■ Problem details ■
Rescale the material below by copying every line, requests included, with each coordinate in the answers multiplied by 0.9. Round the results to whole numbers, rounding halves up.

■ The input ■
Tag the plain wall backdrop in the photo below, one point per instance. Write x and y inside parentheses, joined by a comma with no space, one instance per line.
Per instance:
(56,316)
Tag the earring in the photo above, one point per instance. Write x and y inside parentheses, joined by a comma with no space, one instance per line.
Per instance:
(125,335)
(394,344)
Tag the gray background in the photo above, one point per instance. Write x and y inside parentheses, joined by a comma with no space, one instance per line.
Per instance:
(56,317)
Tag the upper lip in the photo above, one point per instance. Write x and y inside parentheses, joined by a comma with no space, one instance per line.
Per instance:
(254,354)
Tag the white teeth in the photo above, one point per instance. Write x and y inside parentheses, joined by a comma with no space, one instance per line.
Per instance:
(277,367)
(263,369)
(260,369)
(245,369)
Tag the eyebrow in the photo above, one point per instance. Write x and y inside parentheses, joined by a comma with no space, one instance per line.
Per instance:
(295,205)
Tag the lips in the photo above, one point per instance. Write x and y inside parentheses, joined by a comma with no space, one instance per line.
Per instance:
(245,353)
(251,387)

■ Expected output ■
Tag the plain wall backdrop in the photo below, one point per instance. Write x and y inside parentheses, joined by a comma with no space, one instance per line.
Per instance:
(50,284)
Tag the earring in the photo above, one point per instance. Write x and y inside parentheses, joined by a comma with no space, one instance per line.
Per instance:
(113,302)
(355,310)
Tag the gray background in the photo above, one point per instance. Write x and y inside parentheses, joined by a comma with no space, one instance per line.
Per instance:
(50,285)
Tag the upper lip in the photo above, one point per instance. Write x and y inside parentheses, joined by a comma with no space, one instance per line.
Per instance:
(229,319)
Tag the white teeth in the photo above, one point per instance. Write x and y inside parentheses, joined by a comma with no space, one instance per line.
Per instance:
(249,330)
(237,332)
(234,332)
(221,332)
Tag the eyebrow in the photo above, one point per instance. Write x and y inside parentheses, joined by a comma with no space, one instance per line.
Per instance:
(266,185)
Tag the lips in the photo above, one point per instance. Write x and y inside parentheses, joined by a comma with no space, one instance per line.
Per instance:
(221,318)
(226,348)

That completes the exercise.